THE EXERCISE: Reproduce the data verbatim, starting at the line that contains "door trim, it would be much appreciated." and ending at the line that contains "279), (485, 145)]", with both of those lines included.

----

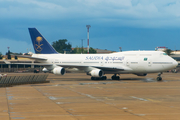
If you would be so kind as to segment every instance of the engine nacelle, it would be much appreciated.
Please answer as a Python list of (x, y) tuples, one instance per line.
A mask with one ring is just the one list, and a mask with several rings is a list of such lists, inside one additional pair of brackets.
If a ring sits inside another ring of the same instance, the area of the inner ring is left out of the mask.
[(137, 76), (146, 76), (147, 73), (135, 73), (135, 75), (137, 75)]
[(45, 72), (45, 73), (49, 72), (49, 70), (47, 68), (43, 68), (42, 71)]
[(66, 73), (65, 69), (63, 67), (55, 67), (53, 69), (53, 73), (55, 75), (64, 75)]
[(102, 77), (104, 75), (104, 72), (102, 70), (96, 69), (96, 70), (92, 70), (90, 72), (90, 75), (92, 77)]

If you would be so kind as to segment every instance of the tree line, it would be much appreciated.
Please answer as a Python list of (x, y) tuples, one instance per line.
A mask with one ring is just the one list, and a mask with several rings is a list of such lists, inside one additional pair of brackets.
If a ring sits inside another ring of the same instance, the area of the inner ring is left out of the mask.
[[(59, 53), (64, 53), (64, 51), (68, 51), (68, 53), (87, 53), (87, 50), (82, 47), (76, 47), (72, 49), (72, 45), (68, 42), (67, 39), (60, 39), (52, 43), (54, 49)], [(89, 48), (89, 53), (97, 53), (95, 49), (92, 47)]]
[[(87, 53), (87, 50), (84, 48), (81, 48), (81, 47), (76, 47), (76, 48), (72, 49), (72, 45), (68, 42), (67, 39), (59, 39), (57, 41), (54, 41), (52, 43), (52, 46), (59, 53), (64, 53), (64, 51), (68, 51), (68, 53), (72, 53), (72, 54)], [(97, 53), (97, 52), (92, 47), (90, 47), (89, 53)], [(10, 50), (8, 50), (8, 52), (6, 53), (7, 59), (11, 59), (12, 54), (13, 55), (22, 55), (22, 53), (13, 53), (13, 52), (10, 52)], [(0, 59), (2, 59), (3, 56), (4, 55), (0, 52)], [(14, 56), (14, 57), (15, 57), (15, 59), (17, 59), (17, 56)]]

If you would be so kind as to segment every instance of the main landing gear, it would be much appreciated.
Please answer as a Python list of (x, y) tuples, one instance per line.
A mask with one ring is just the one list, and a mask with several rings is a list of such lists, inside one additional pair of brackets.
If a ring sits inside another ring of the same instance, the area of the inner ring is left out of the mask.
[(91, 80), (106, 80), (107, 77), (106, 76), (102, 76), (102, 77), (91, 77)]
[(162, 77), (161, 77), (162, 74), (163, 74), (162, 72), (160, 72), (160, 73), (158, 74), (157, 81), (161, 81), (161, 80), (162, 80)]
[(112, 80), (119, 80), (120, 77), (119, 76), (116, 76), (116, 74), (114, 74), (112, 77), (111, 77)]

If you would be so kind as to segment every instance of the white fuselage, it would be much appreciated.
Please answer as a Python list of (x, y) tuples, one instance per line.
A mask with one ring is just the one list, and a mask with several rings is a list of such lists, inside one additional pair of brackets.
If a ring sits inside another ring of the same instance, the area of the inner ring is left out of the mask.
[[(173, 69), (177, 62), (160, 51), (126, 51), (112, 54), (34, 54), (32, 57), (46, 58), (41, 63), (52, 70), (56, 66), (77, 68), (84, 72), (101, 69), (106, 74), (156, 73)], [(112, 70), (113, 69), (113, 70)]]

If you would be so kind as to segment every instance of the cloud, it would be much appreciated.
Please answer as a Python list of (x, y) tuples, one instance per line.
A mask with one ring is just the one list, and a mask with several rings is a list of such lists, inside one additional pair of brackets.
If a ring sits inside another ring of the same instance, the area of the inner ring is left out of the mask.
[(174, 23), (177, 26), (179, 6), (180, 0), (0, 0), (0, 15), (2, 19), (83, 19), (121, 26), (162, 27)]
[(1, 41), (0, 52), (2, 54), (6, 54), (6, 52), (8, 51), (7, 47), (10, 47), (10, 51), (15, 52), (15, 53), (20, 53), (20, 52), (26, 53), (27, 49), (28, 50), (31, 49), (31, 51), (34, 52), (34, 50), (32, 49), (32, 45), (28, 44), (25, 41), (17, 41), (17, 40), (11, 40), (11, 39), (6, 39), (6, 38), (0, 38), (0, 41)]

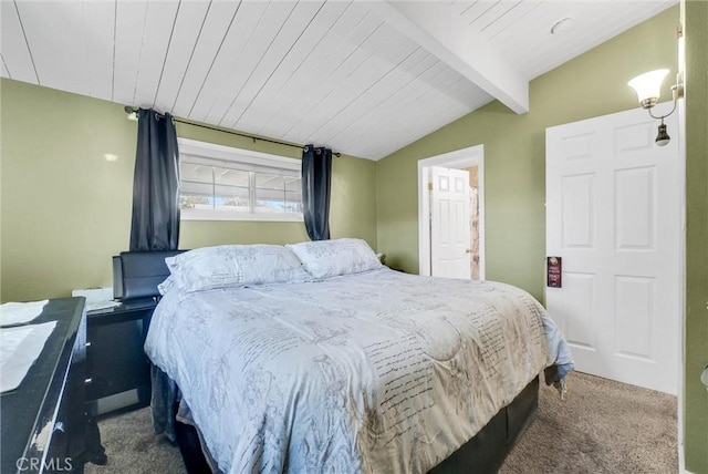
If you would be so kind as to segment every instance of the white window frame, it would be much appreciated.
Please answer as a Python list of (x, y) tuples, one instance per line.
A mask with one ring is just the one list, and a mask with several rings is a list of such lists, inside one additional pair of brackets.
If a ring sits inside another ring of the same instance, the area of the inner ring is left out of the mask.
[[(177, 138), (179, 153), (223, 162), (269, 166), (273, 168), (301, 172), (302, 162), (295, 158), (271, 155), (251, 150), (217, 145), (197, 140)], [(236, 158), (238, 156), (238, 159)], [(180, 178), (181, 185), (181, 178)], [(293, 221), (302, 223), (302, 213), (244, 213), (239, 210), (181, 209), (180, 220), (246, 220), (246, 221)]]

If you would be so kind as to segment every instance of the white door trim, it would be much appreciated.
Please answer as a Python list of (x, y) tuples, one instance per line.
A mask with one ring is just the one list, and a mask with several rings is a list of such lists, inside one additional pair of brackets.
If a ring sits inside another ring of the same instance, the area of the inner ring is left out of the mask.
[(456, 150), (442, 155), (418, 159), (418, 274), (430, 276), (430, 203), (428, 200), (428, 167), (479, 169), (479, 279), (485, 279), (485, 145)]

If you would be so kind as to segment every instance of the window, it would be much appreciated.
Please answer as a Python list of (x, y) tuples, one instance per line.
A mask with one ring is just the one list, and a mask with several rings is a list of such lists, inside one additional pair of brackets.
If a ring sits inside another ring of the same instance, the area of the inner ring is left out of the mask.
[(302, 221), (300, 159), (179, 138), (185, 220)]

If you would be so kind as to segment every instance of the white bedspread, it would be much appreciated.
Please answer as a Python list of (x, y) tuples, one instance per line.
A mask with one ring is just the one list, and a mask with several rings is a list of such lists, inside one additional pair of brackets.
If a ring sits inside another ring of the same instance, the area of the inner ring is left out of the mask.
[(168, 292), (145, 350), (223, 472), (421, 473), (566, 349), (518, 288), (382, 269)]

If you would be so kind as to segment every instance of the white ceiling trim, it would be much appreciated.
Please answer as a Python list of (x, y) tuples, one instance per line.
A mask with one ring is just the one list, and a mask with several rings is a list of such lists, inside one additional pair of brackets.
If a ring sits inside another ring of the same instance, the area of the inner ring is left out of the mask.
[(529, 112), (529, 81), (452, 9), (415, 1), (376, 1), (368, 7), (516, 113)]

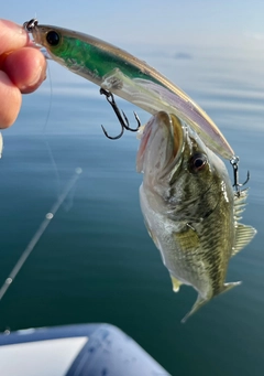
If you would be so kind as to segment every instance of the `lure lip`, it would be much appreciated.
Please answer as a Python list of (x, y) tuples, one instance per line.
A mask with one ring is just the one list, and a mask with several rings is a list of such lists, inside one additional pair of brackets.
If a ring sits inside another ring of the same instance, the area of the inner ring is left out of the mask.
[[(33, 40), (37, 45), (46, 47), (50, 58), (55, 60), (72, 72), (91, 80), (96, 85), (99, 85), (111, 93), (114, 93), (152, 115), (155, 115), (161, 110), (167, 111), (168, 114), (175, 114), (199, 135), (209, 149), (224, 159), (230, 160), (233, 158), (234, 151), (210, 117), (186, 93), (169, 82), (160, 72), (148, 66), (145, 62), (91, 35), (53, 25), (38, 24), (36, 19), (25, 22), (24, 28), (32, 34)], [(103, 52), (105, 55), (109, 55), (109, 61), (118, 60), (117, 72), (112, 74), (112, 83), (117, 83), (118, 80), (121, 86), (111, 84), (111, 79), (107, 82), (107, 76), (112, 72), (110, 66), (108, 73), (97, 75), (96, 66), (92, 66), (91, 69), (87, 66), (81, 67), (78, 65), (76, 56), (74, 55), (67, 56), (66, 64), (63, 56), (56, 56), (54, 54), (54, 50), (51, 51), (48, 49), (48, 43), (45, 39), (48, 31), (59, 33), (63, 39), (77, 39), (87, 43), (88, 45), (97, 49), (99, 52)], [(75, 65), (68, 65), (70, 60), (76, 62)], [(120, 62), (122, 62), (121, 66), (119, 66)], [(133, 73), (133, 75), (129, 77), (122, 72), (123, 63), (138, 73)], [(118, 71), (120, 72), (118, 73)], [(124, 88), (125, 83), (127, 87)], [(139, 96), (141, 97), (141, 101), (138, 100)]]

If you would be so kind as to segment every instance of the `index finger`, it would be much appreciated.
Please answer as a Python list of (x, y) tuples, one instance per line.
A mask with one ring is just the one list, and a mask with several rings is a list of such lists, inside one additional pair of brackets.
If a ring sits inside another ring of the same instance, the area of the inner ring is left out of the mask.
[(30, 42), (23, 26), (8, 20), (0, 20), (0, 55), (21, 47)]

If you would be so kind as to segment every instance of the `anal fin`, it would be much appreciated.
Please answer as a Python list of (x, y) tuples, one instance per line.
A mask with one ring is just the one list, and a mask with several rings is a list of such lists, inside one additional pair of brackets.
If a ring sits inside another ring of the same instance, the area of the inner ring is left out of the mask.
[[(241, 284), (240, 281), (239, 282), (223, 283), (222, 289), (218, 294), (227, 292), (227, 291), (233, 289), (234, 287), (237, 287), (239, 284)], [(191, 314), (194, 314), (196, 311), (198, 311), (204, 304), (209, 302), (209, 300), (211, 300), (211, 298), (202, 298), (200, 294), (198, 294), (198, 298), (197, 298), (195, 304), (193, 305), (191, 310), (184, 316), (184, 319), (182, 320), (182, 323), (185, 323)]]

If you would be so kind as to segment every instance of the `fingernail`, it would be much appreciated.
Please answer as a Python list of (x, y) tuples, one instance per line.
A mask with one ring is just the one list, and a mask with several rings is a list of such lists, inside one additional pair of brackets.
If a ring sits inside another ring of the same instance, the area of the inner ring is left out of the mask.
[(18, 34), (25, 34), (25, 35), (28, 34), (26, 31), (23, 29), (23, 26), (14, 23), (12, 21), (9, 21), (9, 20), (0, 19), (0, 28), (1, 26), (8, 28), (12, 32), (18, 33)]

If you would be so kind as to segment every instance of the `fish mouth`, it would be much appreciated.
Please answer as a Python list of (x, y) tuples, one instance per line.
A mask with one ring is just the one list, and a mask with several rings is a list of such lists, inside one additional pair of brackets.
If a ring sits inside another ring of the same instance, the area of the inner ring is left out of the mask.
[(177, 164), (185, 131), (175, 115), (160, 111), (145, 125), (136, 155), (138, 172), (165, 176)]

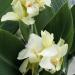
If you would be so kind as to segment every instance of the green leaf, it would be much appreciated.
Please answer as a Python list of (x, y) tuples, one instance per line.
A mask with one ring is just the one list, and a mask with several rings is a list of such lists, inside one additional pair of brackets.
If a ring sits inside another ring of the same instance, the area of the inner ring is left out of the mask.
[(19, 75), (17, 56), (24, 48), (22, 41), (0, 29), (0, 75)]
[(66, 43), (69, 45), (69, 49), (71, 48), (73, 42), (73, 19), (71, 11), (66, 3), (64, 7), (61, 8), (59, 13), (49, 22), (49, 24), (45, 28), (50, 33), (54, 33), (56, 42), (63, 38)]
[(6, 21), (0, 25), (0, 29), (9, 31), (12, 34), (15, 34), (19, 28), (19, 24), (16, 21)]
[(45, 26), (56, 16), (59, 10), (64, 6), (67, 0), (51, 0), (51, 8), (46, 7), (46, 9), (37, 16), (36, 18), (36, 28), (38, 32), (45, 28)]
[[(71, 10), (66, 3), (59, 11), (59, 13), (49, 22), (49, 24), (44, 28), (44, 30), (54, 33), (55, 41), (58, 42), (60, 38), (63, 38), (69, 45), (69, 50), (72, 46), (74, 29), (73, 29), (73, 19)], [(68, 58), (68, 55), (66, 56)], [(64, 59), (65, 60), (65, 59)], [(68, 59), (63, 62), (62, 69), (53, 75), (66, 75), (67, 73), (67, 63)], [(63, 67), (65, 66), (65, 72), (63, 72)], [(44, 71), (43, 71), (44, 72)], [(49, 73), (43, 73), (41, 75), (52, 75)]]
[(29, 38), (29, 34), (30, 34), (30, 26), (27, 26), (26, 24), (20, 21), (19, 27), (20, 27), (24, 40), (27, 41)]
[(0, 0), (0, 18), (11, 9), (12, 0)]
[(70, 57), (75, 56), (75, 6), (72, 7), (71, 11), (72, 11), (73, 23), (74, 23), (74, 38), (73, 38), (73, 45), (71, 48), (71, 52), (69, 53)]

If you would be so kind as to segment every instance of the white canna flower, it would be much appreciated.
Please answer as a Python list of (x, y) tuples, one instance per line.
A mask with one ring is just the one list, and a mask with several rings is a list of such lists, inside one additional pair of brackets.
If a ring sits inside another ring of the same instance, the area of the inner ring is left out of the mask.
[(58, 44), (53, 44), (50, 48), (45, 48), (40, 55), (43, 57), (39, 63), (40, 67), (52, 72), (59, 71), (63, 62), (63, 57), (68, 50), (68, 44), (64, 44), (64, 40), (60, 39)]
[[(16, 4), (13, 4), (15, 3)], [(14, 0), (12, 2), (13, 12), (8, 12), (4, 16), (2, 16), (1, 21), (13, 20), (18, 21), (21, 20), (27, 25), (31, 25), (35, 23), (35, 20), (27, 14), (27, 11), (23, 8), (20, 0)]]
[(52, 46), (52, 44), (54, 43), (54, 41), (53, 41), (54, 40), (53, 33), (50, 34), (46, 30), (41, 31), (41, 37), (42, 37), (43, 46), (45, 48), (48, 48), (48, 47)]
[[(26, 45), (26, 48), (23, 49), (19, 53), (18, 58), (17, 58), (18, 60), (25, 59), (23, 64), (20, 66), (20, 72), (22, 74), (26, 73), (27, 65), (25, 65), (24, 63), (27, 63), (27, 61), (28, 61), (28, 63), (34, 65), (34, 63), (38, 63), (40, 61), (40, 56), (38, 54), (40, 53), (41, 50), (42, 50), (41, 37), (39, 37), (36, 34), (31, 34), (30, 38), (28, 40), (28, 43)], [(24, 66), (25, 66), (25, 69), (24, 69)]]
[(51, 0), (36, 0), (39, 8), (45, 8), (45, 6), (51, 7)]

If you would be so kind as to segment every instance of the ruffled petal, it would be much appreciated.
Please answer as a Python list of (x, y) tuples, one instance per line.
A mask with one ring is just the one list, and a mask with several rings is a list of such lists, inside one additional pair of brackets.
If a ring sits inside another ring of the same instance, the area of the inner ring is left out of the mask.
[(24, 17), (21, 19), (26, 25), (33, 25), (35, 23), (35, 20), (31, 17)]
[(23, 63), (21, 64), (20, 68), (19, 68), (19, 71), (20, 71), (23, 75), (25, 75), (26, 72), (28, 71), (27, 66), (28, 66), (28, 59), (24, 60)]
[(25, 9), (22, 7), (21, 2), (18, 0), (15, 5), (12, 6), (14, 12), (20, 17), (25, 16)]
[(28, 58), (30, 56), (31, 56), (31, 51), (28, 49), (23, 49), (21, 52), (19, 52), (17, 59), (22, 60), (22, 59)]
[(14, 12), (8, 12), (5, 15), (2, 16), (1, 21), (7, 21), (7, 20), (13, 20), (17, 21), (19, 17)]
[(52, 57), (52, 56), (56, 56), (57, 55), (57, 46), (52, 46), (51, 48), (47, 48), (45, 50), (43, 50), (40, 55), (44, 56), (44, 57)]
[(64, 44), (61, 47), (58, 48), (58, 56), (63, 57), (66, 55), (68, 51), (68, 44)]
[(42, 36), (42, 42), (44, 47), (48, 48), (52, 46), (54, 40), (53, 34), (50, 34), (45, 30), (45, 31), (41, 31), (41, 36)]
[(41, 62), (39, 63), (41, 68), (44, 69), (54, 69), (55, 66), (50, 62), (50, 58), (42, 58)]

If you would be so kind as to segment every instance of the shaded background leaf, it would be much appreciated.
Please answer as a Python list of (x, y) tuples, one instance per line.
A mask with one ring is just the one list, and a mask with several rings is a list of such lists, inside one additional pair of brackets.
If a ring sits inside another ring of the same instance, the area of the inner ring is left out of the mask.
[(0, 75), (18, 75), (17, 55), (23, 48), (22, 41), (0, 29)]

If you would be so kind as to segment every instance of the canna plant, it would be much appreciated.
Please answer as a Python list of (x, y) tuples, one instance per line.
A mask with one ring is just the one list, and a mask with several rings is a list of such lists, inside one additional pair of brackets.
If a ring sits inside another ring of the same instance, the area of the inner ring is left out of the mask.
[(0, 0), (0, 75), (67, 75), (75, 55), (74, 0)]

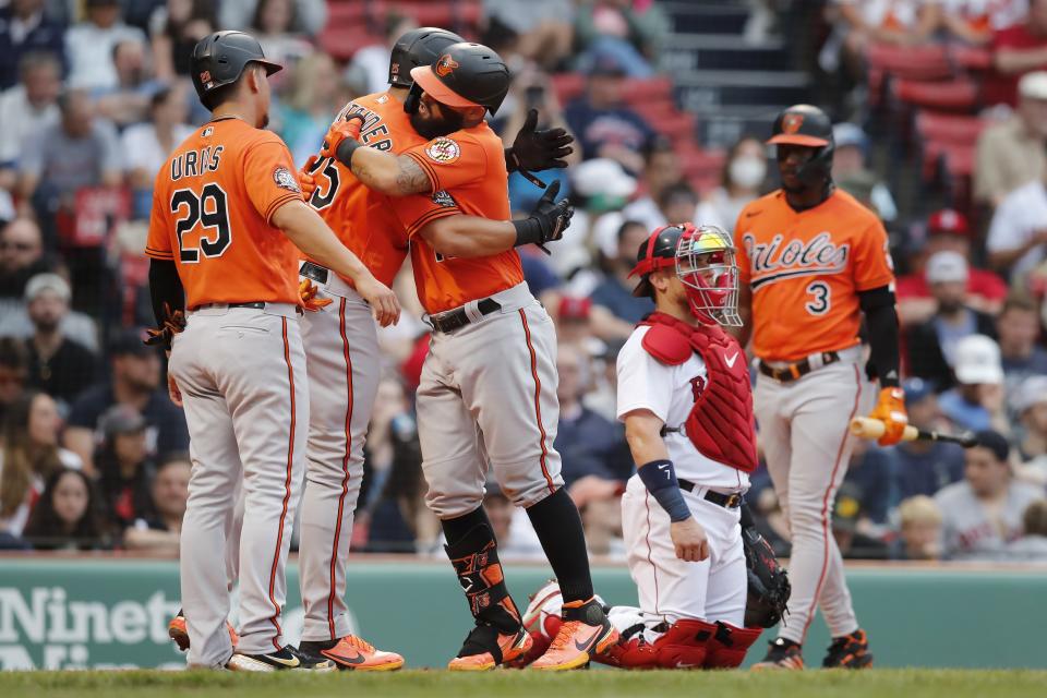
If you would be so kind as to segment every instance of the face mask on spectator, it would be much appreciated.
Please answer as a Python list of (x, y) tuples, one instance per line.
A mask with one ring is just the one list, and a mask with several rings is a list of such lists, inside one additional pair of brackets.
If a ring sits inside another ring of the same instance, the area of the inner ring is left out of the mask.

----

FINAL RESULT:
If you would be so kind as to segment every instance of the white door trim, it would be much appreciated.
Please answer as a Python list of (x, y) tuples, one instance per line.
A mask with one ring is just the one list, and a mask with several rings is a list of such lists, inside one additional pair of brackets.
If a ring sits inside another ring of the same instance, the area of the inner ring is left out of the mask.
[(456, 150), (442, 155), (418, 159), (418, 274), (430, 276), (430, 203), (428, 200), (428, 167), (479, 169), (479, 279), (485, 279), (485, 145)]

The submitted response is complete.